### SOURCE RECORDS
- - -

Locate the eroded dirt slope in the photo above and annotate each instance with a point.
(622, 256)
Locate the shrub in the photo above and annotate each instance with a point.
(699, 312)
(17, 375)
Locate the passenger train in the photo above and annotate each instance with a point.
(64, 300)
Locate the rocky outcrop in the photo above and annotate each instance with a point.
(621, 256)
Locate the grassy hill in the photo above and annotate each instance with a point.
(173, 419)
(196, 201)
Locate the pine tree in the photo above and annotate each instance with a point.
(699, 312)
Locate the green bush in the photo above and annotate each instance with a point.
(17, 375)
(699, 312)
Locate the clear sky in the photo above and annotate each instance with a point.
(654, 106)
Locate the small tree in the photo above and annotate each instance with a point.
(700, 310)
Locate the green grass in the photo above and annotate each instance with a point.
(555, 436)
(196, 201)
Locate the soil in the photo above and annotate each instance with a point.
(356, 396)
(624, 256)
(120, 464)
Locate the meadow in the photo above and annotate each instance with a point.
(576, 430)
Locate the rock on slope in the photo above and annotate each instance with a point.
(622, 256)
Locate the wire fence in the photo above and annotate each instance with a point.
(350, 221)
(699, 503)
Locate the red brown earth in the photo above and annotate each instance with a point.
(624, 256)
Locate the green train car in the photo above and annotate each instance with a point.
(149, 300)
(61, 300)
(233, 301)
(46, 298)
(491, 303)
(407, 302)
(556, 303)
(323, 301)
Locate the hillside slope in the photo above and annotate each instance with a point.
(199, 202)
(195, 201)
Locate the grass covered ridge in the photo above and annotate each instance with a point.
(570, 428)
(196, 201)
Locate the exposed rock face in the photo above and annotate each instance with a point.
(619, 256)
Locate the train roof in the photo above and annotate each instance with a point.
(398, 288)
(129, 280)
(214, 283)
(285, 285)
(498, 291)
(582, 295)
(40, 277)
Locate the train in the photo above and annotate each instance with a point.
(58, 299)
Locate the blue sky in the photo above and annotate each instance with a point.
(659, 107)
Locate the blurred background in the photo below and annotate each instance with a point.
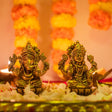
(97, 43)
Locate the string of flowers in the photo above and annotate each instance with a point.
(62, 22)
(24, 14)
(100, 14)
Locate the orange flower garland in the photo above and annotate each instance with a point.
(62, 22)
(100, 14)
(24, 14)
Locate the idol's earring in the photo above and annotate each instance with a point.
(62, 22)
(24, 14)
(100, 12)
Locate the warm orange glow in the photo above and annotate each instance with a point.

- - -

### DIRECTION
Turn all the records above into a numbered list, one line per item, with blank lines skipped and the pictures left out.

### ANSWER FOR THIS EXERCISE
1. Locate the eroded dirt slope in the photo above and annotate each instance with a point.
2. (622, 256)
3. Locate the shrub in the photo above and annotate each instance with a point.
4. (699, 312)
5. (17, 375)
6. Locate the passenger train in the photo above and annotate each instance with a point.
7. (64, 300)
8. Locate the rocky outcrop in the photo above and annotate each instance with a point.
9. (621, 256)
10. Locate the grassy hill in the photo above and annotate each instance with a point.
11. (173, 419)
12. (196, 201)
13. Locate the pine tree in the photo above and annotate each instance with a point.
14. (699, 312)
15. Locate the green bush in the photo above and annotate each instance with a point.
16. (17, 375)
17. (699, 312)
18. Locate the clear sky in the photo above and annotate each instance with a point.
19. (654, 106)
20. Locate the small tree in the photo above and annotate each instance with a point.
21. (700, 310)
22. Locate the green grass in the photo above and annotate each instance with a point.
23. (555, 436)
24. (196, 201)
25. Locate the soil in the photo above and annotate each instance with a point.
26. (356, 396)
27. (624, 256)
28. (120, 464)
29. Locate the meadow in the photo above and annotate each instance with a point.
30. (576, 430)
31. Locate the rock on slope in the photo above and annotate each instance with a point.
32. (622, 256)
33. Locate the wire fence in the photo above and annotate each instance with a point.
34. (350, 221)
35. (699, 503)
36. Locate the red brown earth in the photo above and annotate each instance with a point.
37. (624, 256)
38. Locate the green train car in the photo above and annotate each instance with a point.
39. (149, 300)
40. (61, 300)
41. (233, 301)
42. (46, 298)
43. (491, 303)
44. (407, 302)
45. (556, 303)
46. (323, 301)
47. Locate the hillside slope in the photo above and annotate each instance with a point.
48. (199, 202)
49. (195, 201)
50. Locate the grass covered ridge in the photo above and annotate each instance with a point.
51. (570, 428)
52. (196, 201)
53. Locate the exposed rock face in the photo above and annotate each instance with a point.
54. (619, 256)
55. Locate the train roof in the photo above and annotate each instance with a point.
56. (398, 288)
57. (129, 280)
58. (214, 283)
59. (285, 285)
60. (498, 291)
61. (582, 295)
62. (40, 277)
63. Locate the train in the photo above and annotate each instance with a point.
64. (58, 299)
65. Locate the blue sky in the photo above and annotate each instance with a point.
66. (659, 107)
67. Locate the blurred background in the photo below and annotate each instance with a point.
68. (97, 43)
69. Locate the string of flowers in the photo above and annotate each instance with a point.
70. (62, 22)
71. (24, 14)
72. (100, 14)
73. Locate the orange flower garland in the photo above and annotate each instance with a point.
74. (62, 22)
75. (100, 14)
76. (24, 14)
77. Locate the idol's earring in the photo above and annotate each instance with a point.
78. (62, 22)
79. (24, 14)
80. (100, 12)
81. Locate the warm orange glow in the photo above and annotate each instance with a point.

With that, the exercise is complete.